Without the pictures, repeat all of the data exactly as it appears below.

Stored records -
★ ★ ★

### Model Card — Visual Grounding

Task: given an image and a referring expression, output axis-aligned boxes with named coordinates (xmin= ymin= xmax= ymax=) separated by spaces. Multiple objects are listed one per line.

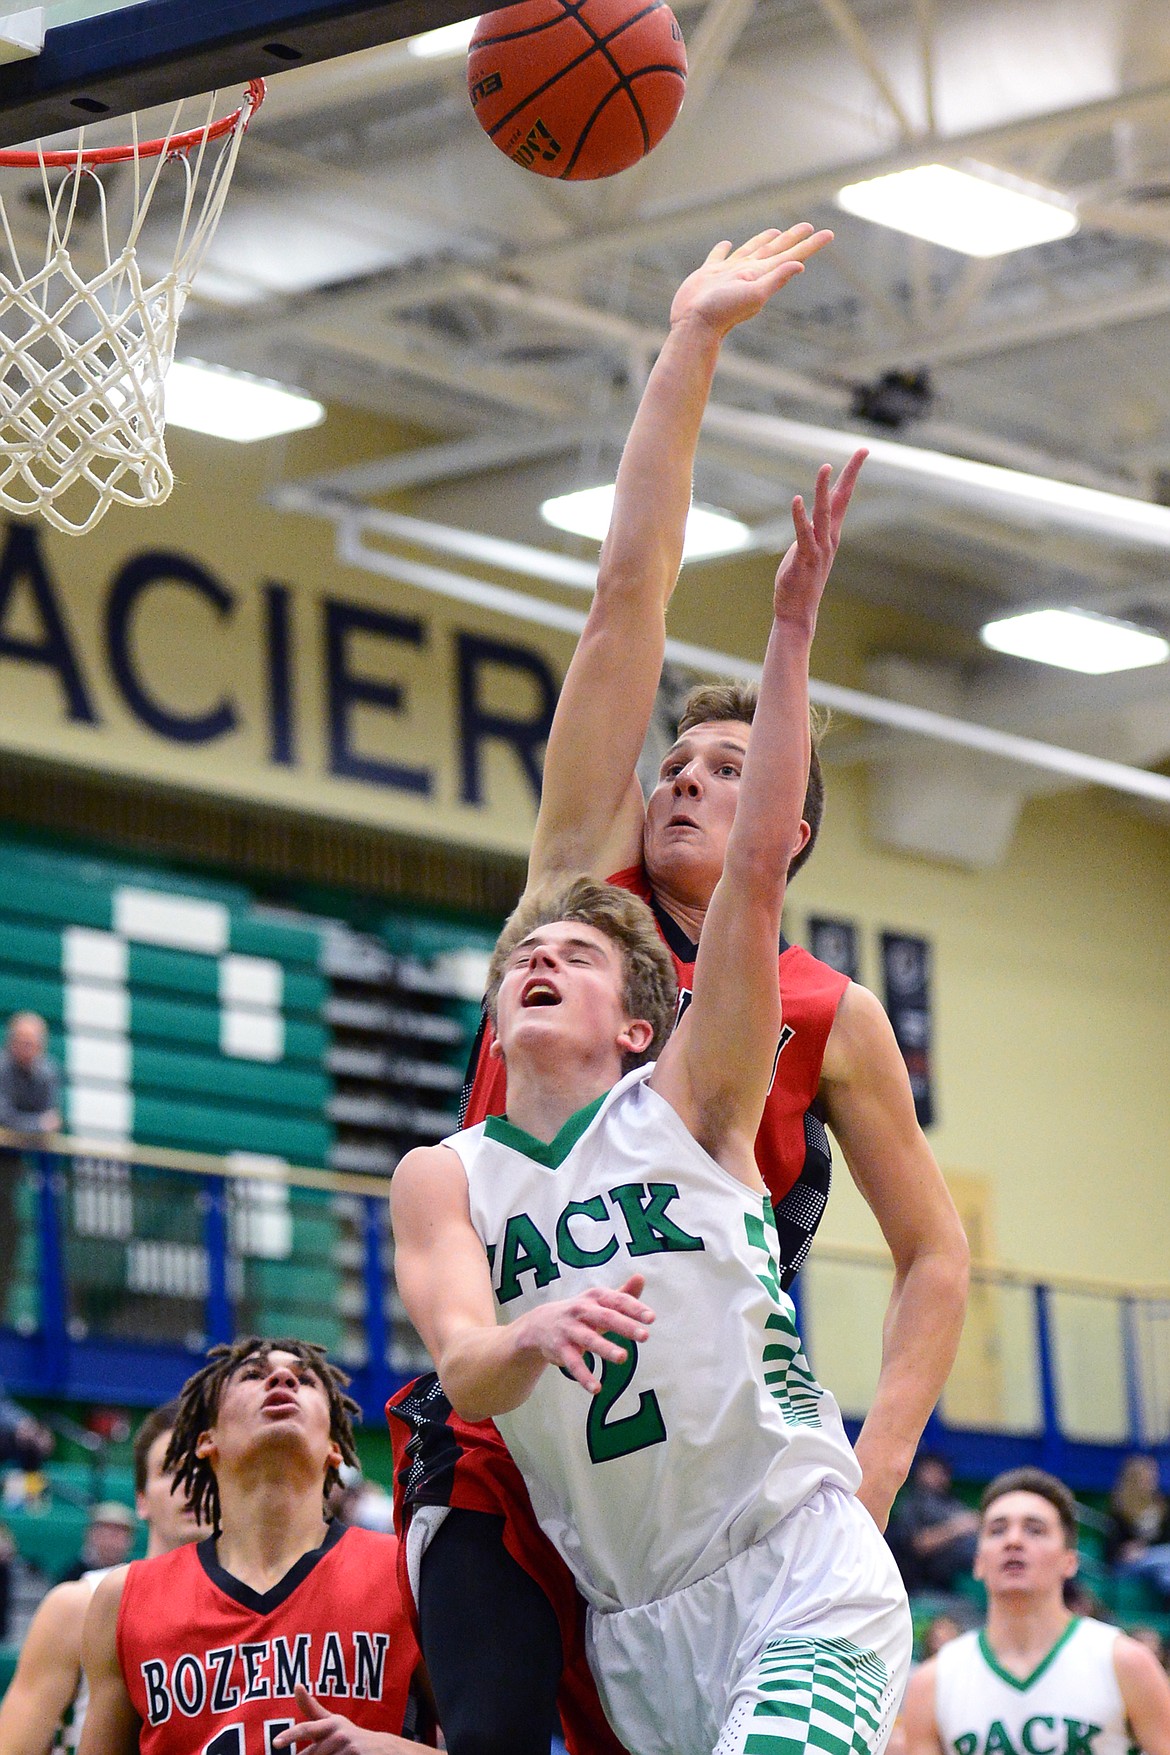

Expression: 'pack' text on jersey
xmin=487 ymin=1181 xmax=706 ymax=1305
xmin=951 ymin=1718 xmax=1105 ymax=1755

★ ★ ★

Task answer -
### Model Card — Visual Grounding

Task: given an image and a referring expression, output axis-aligned boxes with named coordinates (xmin= ymin= xmax= ymax=) separated by spaces. Multiple objects are listed one per line.


Expression: 'pack' text on jersey
xmin=487 ymin=1181 xmax=706 ymax=1305
xmin=951 ymin=1718 xmax=1105 ymax=1755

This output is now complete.